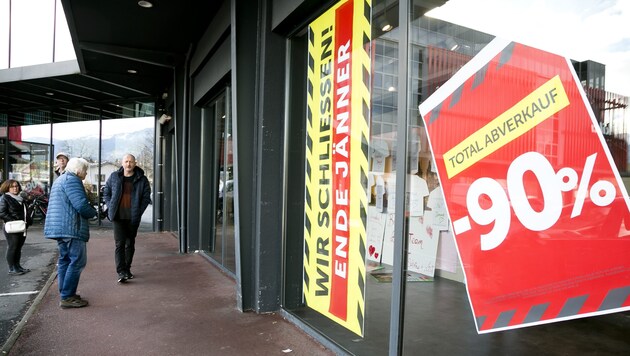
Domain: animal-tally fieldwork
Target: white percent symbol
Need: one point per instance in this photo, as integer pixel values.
(602, 193)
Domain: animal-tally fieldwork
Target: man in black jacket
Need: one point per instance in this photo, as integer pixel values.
(127, 194)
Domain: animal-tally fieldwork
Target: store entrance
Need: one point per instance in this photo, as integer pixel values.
(220, 245)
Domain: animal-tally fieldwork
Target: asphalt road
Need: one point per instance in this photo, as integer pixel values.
(17, 293)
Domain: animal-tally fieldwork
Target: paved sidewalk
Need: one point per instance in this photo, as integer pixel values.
(178, 304)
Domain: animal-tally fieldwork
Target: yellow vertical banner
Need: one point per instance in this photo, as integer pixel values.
(338, 102)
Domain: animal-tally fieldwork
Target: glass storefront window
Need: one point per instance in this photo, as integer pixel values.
(433, 279)
(436, 297)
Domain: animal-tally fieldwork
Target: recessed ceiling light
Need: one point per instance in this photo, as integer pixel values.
(146, 4)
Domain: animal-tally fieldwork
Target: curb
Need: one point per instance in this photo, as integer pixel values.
(6, 348)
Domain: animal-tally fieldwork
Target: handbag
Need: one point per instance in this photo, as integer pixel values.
(12, 227)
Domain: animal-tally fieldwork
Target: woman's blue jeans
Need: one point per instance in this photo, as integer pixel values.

*****

§ What the task requires
Restate the records word for word, omitting images.

§ Response for this exercise
Domain: animal-tally fieldwork
Target: white percent symbol
Need: one point per instance in this photo, as integer pixel values.
(602, 193)
Domain: animal-tally fieldwork
Target: man in black jacket
Need: one point per instance in this photo, as integer pixel values.
(127, 194)
Domain: animal-tally fieldwork
Target: store entrance
Need: one point per instance in this photo, as integer pixel values.
(220, 245)
Domain: animal-tally fieldwork
Target: asphalt road
Need: one point per instance in this photo, as integer pixel values.
(17, 293)
Domain: animal-tally fieldwork
Target: paved sidewalk
Need: one point per instance in this photo, as integer pixel values.
(178, 304)
Domain: animal-tally fieldwork
Target: yellow vertical banner
Need: one point per instance in this photo, as integer pixel values.
(338, 102)
Domain: animal-tally fieldwork
Target: glass storefront window
Need: one point per instance in this photo, as integer pixel values.
(433, 279)
(436, 297)
Domain: animal-tally fieldwork
Target: recessed ceiling light
Need: one point per instance in this photo, as integer pixel values.
(146, 4)
Domain: animal-tally fieldwork
Target: curb
Need: one point per instance in this photo, as integer pixel values.
(6, 348)
Domain: animal-tally fieldwork
Target: handbag
Need: one point per instance in this photo, as integer pixel values.
(12, 227)
Domain: animal-tally fieldwork
Target: woman's blue jeans
Need: one point per instance in this photo, as integer pixel values.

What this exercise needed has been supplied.